--- START Material shown ---

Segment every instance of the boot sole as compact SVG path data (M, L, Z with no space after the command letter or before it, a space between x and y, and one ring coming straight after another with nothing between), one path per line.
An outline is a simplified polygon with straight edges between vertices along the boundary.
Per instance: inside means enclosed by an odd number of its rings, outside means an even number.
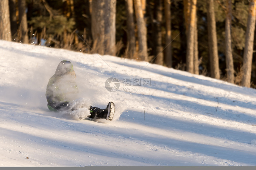
M110 121L111 121L114 117L114 113L115 113L115 104L112 102L110 102L110 103L108 105L108 111L107 115L107 119Z

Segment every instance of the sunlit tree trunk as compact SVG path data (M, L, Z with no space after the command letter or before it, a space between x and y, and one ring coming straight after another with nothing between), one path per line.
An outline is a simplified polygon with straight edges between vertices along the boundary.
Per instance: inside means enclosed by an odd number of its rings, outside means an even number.
M251 0L248 13L248 20L245 37L245 44L243 52L243 60L242 71L243 73L241 85L249 87L251 85L251 76L252 54L253 52L253 41L255 29L256 15L256 0Z
M133 3L132 0L126 0L127 20L127 47L126 57L133 58L136 49L135 32L134 30L134 20L133 18Z
M194 73L199 74L198 61L198 41L197 33L197 17L196 16L195 23L195 33L194 38Z
M165 61L166 66L172 67L172 59L171 56L171 0L164 0L164 11L165 17L166 49L165 49Z
M116 0L105 0L104 10L105 54L115 55Z
M155 62L160 65L163 65L163 53L162 45L161 26L162 22L163 3L162 0L156 0L155 5L157 6L156 11L156 58Z
M232 17L232 1L227 0L227 14L225 23L225 41L226 43L226 64L227 81L234 83L234 64L232 54L231 37L231 21Z
M211 76L215 78L219 79L219 58L214 2L213 0L208 0L207 1L208 42Z
M19 41L24 44L29 43L28 24L26 13L26 0L18 0L19 21Z
M18 30L16 17L15 0L9 0L9 8L10 11L10 20L11 22L11 30L12 31L12 35L13 36L16 33Z
M0 0L0 39L12 40L8 0Z
M186 66L187 71L194 73L194 53L196 0L190 1L190 15L188 17L187 32Z
M139 42L138 55L140 60L148 60L148 47L147 44L147 29L144 19L141 0L134 0L138 29Z

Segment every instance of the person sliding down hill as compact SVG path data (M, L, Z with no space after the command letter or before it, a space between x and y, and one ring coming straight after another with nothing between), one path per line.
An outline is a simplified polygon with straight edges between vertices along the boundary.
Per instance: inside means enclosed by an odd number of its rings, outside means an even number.
M76 75L73 65L68 61L60 62L55 73L49 80L45 95L48 102L47 106L51 111L75 110L77 106L74 101L78 97L78 89L76 82ZM115 106L112 102L107 108L102 109L90 106L90 115L88 117L94 119L103 118L112 121L115 113Z

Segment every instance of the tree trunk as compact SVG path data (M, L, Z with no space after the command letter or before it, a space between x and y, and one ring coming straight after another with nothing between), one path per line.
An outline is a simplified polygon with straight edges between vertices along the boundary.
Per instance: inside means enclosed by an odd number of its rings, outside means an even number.
M18 0L19 20L19 21L20 38L19 41L24 44L29 43L28 36L28 24L26 14L26 0Z
M249 87L251 85L252 64L256 15L256 0L251 0L249 5L245 44L243 57L243 60L242 71L243 74L241 82L242 86L247 87Z
M132 0L126 0L127 20L127 47L126 57L133 58L136 52L136 39L133 18L133 3Z
M166 30L165 35L165 44L166 47L165 49L165 60L167 67L172 67L172 59L171 56L171 0L164 0Z
M93 50L97 53L104 55L105 32L104 6L104 1L93 0L92 2L92 34L93 41Z
M199 64L198 63L198 41L197 33L197 17L196 16L195 23L195 33L194 38L194 73L199 74Z
M190 14L188 18L188 29L187 31L186 66L187 71L191 73L194 73L194 46L196 0L191 0L190 8Z
M207 1L207 24L211 76L219 79L220 72L217 44L216 21L213 0Z
M156 0L155 5L157 6L156 23L156 58L155 62L160 65L163 65L163 54L162 45L161 26L162 22L163 4L162 0Z
M115 54L116 0L92 2L92 34L93 49L102 55Z
M227 14L225 23L226 64L228 82L233 83L235 79L234 64L232 55L231 38L231 0L227 0Z
M138 55L139 59L148 60L148 47L147 44L147 30L141 7L141 0L134 0L139 41Z
M0 0L0 39L12 41L8 0Z
M12 35L13 36L17 32L18 30L16 17L16 1L15 0L9 1L11 30L12 31Z
M104 43L105 53L115 55L115 15L116 0L105 1Z

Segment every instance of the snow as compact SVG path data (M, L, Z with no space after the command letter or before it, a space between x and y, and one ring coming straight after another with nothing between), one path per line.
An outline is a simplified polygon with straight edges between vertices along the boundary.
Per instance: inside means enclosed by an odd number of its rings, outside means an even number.
M108 55L3 41L0 51L0 166L256 166L255 89ZM113 121L48 110L46 86L64 60L80 100L115 103ZM133 78L150 84L128 86Z

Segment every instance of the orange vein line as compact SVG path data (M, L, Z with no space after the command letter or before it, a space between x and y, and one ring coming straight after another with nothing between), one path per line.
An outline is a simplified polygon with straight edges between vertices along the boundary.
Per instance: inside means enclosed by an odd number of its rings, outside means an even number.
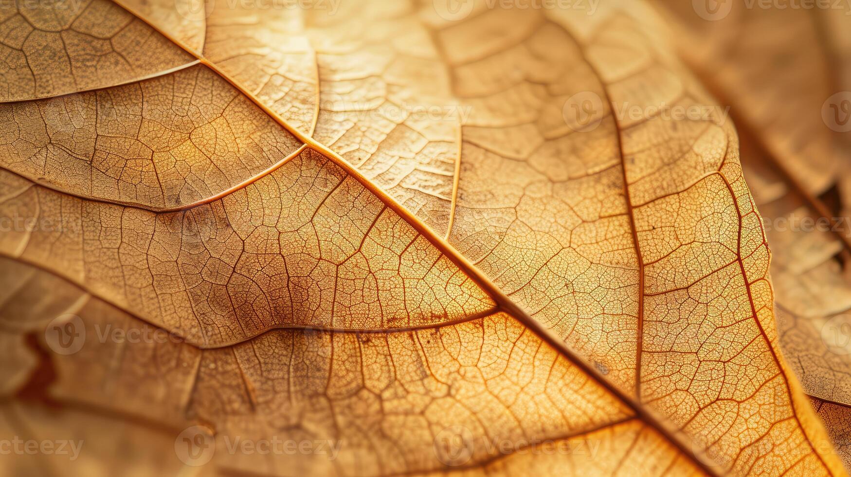
M117 4L121 5L121 0L113 0ZM132 10L129 10L132 13ZM138 15L137 15L138 16ZM148 23L144 18L140 17L140 20ZM178 46L183 48L187 52L195 55L198 57L198 60L202 64L207 66L211 70L219 74L222 78L233 85L234 88L243 92L246 97L251 100L258 107L266 112L271 118L277 121L277 123L288 130L293 135L296 136L299 140L304 141L311 149L320 152L329 159L333 160L337 164L339 167L343 169L347 174L351 175L358 182L360 182L364 188L372 192L387 204L393 211L398 214L403 219L408 222L408 224L414 228L417 232L421 233L426 237L438 250L443 252L449 260L451 260L462 272L464 272L467 276L470 277L480 288L485 292L491 296L491 298L496 302L497 305L505 310L506 313L511 314L516 319L520 321L527 328L528 328L532 332L538 335L539 337L554 349L558 351L566 359L571 361L574 365L579 368L580 371L585 372L589 377L593 379L597 384L602 388L608 391L610 394L614 394L620 400L621 400L625 405L627 405L637 417L644 421L648 425L654 428L657 432L659 432L663 437L667 440L671 445L677 448L683 455L688 457L689 460L692 461L697 468L703 470L709 475L719 475L717 471L712 467L707 465L706 462L711 462L707 457L700 455L698 457L699 451L694 449L694 447L683 439L683 434L674 429L667 421L656 414L655 411L645 407L637 402L632 396L623 392L619 387L615 386L610 382L603 375L597 370L594 365L589 363L585 358L577 353L573 348L568 347L567 344L562 341L561 338L557 336L551 330L544 327L544 325L528 315L528 313L517 304L516 304L511 298L509 298L499 287L497 287L493 282L490 281L484 273L478 270L472 263L471 263L466 257L463 256L454 247L448 244L442 238L435 234L434 231L431 227L426 226L419 217L414 216L409 210L405 209L403 206L399 204L393 198L390 197L382 189L376 187L372 183L371 181L367 179L363 175L360 173L357 169L355 169L351 164L349 164L341 156L328 149L326 146L316 141L311 137L306 136L304 134L300 132L297 129L293 128L289 124L281 118L277 113L269 109L261 101L260 101L254 95L250 92L246 91L242 86L237 83L235 81L231 79L227 75L222 72L215 65L213 65L206 59L198 55L196 52L191 49L186 48L182 43L175 40L173 37L168 35L167 32L159 30L156 26L151 25L152 28L160 32L167 38L174 42Z
M638 231L636 227L636 219L634 213L634 207L632 206L632 198L630 195L630 183L626 179L626 158L624 153L624 144L621 139L623 135L620 130L620 124L618 122L617 115L614 114L615 110L614 102L612 101L612 97L608 93L608 88L606 85L606 82L603 79L603 75L597 69L597 66L591 63L585 55L585 49L582 48L579 40L573 34L572 32L568 31L567 28L563 28L564 32L573 39L574 43L576 44L580 50L580 55L582 56L582 60L585 61L588 67L591 69L594 76L600 81L600 86L603 88L603 93L606 96L606 101L608 102L609 107L611 108L612 114L612 123L614 124L615 132L615 141L618 143L618 155L620 157L620 172L621 177L624 181L624 199L626 204L626 216L630 219L630 232L632 234L632 245L636 250L636 259L638 261L638 313L637 315L636 323L636 399L638 402L641 402L641 353L642 348L643 346L643 337L644 337L644 259L641 253L641 245L638 244Z
M831 466L827 465L827 463L825 462L825 459L824 459L824 457L822 457L821 453L815 450L815 447L813 445L812 440L810 440L809 436L807 435L807 432L804 430L804 426L803 426L802 422L801 422L801 419L798 417L797 411L795 409L795 397L792 395L792 384L791 384L791 379L792 379L792 378L790 378L790 376L787 376L786 368L780 363L780 357L777 354L777 353L775 353L774 347L772 344L771 340L768 338L768 333L765 332L765 329L762 328L762 323L760 322L760 320L759 320L759 316L757 315L757 307L754 306L753 294L752 294L752 292L751 290L751 284L748 283L747 273L745 271L745 262L742 261L742 253L741 253L741 246L742 245L741 245L741 242L742 242L742 219L743 219L743 217L742 217L741 209L739 207L739 199L736 198L735 192L733 190L733 186L730 185L730 181L727 180L727 176L725 176L723 175L723 173L719 174L718 176L721 177L721 180L723 181L723 182L724 182L724 186L727 187L727 191L729 193L730 198L733 200L733 205L736 208L736 216L739 216L739 231L738 231L739 235L738 235L738 238L737 238L737 240L738 240L737 241L737 248L738 248L738 250L736 250L736 252L737 252L736 253L736 259L739 261L739 268L740 268L740 271L741 272L742 281L745 283L745 290L747 290L747 298L748 298L748 302L751 304L751 313L753 315L753 320L757 324L757 329L759 330L760 334L762 334L762 339L765 340L765 344L766 344L766 346L768 348L768 352L771 353L771 357L772 357L772 359L774 361L774 365L777 366L777 369L780 371L780 376L783 378L783 381L785 382L785 384L786 384L786 386L785 386L785 388L786 388L786 396L789 398L789 405L790 405L790 407L791 407L792 417L795 418L795 421L797 422L797 423L798 423L798 427L801 428L801 432L802 432L802 434L803 434L804 437L806 438L807 444L809 445L810 450L819 458L819 461L821 462L821 464L823 466L825 466L825 469L827 470L828 473L830 473L831 474L832 474L832 472L831 470ZM754 213L756 213L756 209L754 209ZM758 215L757 215L757 216L758 216ZM768 247L768 244L765 242L764 237L763 237L763 239L762 239L762 245ZM764 280L765 279L762 278L762 279L763 279ZM756 280L756 281L758 281L758 280ZM756 283L756 281L755 281L755 283ZM769 284L769 285L770 285L770 284ZM773 296L772 296L772 298L774 298ZM772 300L772 302L774 300ZM768 435L768 434L766 434L766 435Z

--- END Material shown ---

Could you pull out, word for word, the lines from the start of the records through the line that contains "M110 121L111 121L114", both ends included, leaving the pictures out of your answer?

Segment every instance of the boot sole as compact SVG path data (M, L, Z with no space after the command letter or before it, a space between x and y, and one ring coming straight after another with nothing between), one path per line.
An outline is a simplified polygon with straight edges between vertices along the boundary.
Per instance: inside means enclosed by an odd number of its rings, outside means an even number.
M110 121L111 121L114 117L114 113L115 113L115 104L112 102L110 102L110 103L108 105L108 111L107 115L107 119Z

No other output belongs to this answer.